--- Problem requirements ---
How many of the lines in the material below contain the word "claw"? Give the number alone.

%%

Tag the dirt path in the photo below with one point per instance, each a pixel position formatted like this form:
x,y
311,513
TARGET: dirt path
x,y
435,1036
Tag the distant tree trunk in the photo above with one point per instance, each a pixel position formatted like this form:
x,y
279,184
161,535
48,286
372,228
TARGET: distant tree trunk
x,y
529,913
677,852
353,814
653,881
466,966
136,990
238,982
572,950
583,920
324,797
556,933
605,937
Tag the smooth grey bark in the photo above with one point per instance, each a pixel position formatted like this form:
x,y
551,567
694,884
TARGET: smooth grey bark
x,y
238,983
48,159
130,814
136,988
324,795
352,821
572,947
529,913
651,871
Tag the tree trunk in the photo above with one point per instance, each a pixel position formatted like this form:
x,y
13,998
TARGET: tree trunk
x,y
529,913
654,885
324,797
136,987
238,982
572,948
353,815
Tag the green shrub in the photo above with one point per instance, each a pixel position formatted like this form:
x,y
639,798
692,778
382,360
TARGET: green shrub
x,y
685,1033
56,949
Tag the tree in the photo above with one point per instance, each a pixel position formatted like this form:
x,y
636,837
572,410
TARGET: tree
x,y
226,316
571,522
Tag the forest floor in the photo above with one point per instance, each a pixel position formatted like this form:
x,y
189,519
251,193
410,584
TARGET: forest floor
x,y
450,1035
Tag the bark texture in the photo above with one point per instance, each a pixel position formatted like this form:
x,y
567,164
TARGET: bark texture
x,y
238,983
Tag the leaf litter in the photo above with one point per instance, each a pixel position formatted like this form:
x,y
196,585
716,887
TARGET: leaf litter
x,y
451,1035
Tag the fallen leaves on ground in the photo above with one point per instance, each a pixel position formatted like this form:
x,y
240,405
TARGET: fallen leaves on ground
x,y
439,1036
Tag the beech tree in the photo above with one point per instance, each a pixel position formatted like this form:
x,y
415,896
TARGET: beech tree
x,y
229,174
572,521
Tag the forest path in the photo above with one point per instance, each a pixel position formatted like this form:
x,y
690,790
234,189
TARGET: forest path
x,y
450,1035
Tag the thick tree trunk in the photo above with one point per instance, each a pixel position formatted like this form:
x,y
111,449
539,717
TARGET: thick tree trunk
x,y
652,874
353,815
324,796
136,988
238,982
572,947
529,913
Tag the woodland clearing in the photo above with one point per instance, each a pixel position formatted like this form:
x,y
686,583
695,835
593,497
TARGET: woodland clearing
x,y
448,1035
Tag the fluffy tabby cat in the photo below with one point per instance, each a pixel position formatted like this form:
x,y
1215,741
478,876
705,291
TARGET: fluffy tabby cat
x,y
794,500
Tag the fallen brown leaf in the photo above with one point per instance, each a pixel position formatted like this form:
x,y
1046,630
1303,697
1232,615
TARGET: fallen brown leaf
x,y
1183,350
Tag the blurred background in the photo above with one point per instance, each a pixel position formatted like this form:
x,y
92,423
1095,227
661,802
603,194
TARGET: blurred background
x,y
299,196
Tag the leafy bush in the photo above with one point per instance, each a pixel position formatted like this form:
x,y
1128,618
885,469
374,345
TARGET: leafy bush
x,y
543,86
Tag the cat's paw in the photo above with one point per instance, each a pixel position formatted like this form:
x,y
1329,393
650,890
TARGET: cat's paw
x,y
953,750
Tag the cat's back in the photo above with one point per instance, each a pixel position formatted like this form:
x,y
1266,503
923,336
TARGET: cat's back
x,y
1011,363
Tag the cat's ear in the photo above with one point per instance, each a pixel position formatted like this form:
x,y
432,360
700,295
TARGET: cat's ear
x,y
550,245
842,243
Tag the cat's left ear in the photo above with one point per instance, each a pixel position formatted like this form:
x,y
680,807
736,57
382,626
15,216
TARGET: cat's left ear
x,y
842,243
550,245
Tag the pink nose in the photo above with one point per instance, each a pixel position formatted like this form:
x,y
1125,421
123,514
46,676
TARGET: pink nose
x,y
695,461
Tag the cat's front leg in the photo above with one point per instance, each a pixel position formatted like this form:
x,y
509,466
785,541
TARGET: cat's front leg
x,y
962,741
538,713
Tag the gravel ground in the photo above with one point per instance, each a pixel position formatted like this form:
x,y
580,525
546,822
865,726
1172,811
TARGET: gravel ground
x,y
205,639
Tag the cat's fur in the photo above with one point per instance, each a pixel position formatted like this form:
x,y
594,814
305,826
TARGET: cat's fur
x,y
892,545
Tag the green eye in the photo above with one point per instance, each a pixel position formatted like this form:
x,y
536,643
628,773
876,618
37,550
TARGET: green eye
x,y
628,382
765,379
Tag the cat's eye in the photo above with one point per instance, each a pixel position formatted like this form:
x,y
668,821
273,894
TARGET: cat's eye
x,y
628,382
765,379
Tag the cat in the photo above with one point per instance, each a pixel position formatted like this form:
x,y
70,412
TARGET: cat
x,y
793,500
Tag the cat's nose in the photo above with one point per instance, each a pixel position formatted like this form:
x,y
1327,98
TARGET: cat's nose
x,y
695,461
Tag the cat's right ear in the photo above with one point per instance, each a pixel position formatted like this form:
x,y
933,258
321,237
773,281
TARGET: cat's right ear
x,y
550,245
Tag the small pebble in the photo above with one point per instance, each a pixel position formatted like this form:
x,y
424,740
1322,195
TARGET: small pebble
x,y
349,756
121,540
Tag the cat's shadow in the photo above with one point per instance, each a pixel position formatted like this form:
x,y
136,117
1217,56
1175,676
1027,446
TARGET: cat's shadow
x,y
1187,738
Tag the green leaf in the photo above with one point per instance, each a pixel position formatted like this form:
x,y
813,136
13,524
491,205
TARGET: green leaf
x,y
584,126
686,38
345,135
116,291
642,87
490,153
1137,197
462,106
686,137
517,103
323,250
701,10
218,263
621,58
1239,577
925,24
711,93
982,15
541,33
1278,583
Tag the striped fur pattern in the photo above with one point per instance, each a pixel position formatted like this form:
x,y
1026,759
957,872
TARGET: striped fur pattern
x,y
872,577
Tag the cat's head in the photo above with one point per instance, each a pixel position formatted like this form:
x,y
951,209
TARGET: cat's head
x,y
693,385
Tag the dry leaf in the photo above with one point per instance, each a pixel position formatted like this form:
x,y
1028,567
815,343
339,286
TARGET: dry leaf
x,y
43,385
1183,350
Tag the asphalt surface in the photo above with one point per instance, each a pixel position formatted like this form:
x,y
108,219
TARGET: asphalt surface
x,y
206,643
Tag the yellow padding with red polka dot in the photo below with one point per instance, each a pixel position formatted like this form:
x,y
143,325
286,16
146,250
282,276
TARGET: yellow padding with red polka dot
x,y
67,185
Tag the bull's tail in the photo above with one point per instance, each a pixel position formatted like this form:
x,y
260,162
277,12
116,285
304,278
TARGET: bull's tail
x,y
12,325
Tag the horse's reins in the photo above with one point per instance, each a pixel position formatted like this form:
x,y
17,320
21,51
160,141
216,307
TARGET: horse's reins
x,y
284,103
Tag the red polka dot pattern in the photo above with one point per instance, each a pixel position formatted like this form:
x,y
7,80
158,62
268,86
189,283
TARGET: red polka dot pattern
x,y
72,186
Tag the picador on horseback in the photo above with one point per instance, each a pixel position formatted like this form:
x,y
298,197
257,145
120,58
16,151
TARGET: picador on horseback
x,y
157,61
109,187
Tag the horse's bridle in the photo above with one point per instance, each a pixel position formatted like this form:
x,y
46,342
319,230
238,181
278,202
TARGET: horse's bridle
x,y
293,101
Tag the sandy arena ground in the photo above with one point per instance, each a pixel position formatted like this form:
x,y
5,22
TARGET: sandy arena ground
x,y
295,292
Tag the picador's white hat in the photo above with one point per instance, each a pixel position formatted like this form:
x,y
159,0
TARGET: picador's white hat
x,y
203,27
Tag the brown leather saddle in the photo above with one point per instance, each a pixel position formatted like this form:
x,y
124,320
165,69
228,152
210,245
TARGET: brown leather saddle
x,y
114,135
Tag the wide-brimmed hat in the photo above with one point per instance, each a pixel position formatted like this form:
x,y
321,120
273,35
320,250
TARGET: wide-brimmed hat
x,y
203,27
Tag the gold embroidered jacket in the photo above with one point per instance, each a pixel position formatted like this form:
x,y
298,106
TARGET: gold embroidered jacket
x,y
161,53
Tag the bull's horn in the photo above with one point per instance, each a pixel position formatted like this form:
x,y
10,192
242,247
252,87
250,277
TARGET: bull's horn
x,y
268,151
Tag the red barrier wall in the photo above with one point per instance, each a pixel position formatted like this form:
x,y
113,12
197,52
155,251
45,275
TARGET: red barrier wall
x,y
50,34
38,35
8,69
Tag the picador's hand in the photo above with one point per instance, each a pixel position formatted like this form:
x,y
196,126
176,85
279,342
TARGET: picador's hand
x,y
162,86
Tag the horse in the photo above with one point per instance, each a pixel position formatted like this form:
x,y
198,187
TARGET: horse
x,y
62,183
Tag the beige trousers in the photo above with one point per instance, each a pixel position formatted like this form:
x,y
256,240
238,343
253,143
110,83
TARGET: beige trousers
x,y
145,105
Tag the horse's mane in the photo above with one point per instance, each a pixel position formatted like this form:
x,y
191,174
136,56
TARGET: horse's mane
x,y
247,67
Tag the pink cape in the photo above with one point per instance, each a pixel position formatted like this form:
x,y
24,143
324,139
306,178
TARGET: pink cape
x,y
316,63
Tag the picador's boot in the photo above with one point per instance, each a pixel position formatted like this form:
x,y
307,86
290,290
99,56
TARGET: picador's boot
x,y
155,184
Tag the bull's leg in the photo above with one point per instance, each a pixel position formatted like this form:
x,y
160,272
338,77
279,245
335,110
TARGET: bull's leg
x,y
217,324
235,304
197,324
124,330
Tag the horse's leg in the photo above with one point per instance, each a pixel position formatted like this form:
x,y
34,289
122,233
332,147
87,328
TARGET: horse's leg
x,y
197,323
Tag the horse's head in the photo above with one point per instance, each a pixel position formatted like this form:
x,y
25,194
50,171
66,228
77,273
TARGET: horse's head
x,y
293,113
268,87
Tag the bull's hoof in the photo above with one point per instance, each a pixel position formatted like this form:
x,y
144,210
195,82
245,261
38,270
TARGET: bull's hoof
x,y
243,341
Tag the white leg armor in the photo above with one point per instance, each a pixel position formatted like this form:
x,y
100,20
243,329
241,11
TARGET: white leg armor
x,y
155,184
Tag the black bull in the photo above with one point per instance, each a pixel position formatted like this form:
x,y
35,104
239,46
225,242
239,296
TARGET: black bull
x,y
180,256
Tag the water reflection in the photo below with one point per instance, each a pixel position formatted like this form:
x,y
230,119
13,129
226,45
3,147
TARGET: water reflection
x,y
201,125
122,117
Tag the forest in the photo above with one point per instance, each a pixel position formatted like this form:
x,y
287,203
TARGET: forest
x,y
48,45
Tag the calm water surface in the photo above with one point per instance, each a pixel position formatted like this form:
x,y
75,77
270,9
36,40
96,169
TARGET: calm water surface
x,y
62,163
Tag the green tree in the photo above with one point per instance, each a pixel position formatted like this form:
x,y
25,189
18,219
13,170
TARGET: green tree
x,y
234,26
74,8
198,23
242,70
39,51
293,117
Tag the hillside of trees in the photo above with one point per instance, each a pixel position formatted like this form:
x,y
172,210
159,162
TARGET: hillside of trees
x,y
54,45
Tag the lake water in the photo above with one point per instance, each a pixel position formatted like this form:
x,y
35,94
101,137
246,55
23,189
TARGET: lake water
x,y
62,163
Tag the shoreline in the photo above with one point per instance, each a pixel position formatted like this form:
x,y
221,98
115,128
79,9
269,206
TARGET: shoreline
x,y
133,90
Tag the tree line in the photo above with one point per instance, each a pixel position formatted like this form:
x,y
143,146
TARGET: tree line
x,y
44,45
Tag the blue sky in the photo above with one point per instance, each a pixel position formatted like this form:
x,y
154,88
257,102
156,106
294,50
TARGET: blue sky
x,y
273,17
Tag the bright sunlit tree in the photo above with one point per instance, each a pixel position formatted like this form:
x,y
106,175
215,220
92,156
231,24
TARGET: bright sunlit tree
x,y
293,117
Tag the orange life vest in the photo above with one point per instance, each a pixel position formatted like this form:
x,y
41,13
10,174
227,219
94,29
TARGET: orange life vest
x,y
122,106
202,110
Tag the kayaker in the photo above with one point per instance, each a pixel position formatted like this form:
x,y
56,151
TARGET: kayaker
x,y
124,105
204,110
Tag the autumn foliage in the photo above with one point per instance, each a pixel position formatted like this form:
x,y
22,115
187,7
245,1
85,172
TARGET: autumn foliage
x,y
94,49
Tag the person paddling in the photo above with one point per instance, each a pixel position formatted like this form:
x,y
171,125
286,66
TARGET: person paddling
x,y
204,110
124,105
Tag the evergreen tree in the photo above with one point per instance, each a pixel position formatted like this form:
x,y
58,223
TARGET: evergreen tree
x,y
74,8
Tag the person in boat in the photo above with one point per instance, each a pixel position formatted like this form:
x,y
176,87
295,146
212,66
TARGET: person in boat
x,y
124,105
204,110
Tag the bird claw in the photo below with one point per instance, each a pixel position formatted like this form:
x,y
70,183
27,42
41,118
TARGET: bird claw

%%

--- Response box ---
2